Can you reproduce the items below word for word, starting at the very beginning of the items and ending with the line that contains "[819,0,912,120]", both ends included? Leave the pictures out of your answer.
__________________________________________________
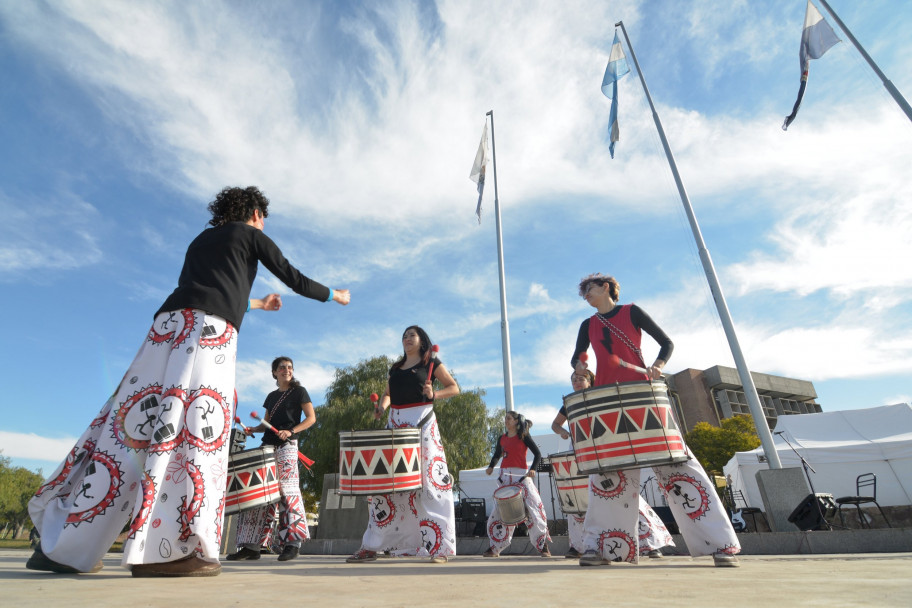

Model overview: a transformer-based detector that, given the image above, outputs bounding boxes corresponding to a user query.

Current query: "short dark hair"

[579,272,621,302]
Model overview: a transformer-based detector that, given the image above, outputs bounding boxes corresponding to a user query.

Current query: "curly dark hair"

[209,186,269,226]
[579,272,621,302]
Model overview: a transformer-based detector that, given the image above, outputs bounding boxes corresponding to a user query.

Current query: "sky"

[0,0,912,474]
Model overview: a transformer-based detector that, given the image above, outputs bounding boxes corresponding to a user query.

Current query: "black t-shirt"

[263,386,310,445]
[155,222,329,331]
[389,359,443,405]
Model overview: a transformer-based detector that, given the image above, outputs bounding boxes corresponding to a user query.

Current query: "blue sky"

[0,0,912,473]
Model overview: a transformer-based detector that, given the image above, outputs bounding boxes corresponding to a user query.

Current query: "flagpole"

[487,110,513,412]
[614,21,782,469]
[819,0,912,120]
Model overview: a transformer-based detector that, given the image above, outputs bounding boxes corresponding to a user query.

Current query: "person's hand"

[263,293,282,311]
[422,380,435,401]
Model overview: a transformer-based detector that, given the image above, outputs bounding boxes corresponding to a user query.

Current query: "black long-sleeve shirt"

[155,222,329,331]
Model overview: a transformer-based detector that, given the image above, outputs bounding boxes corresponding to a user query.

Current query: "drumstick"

[250,412,314,471]
[608,355,649,375]
[371,393,381,414]
[424,344,440,384]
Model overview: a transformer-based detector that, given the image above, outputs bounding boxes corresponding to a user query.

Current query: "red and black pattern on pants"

[237,442,310,549]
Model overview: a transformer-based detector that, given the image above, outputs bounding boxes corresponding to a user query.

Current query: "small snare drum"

[338,428,421,495]
[548,451,589,515]
[494,484,526,526]
[225,446,282,515]
[564,380,688,474]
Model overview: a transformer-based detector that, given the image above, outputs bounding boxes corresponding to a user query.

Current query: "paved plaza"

[0,549,912,608]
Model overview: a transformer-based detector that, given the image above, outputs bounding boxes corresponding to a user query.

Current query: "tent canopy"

[724,403,912,509]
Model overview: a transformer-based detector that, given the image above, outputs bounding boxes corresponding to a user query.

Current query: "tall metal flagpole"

[488,110,513,412]
[612,21,782,469]
[820,0,912,120]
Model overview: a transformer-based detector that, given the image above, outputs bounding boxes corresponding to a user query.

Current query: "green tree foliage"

[299,356,502,508]
[0,456,44,534]
[684,416,760,475]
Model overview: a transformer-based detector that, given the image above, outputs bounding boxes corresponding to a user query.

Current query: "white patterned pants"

[361,405,456,556]
[583,450,741,563]
[237,441,310,549]
[29,309,237,571]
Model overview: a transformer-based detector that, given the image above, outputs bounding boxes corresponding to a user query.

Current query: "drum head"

[494,486,522,500]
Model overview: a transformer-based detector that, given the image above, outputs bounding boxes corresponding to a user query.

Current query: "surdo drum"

[225,447,282,515]
[548,452,589,515]
[564,380,687,475]
[338,428,421,495]
[494,484,526,526]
__________________________________________________
__Response to this exercise__.
Model overview: a transformer-based detector that, given the image above, outputs bounding boxes corresponding to a user query.

Current query: "short dark hair"

[579,272,621,302]
Model overview: a transformer-based detector that, given the image above, outputs bounding boxes corresponding to a user query.

Current query: "curly dark hair"

[209,186,269,226]
[579,272,621,302]
Model overview: a transformer-based detector that, given the image above, outputs bounding boxes corresponding to a user query.

Current query: "sky"

[0,0,912,474]
Model overview: a transformer-based detector that, given the image above, outputs bounding boxes corresponding to a user query.

Current query: "black t-shirt"

[263,386,310,445]
[155,222,329,331]
[389,359,443,405]
Model overview: a transformer-based detector that, given the image above, outputs bounding boxes corresponding to a user query.

Current query: "blue sky"

[0,0,912,473]
Model overview: a transformer-based detector that, given the image above, outputs bounding boxes corresponding to a user query.

Current query: "flagpole"

[487,110,513,412]
[614,21,782,469]
[819,0,912,120]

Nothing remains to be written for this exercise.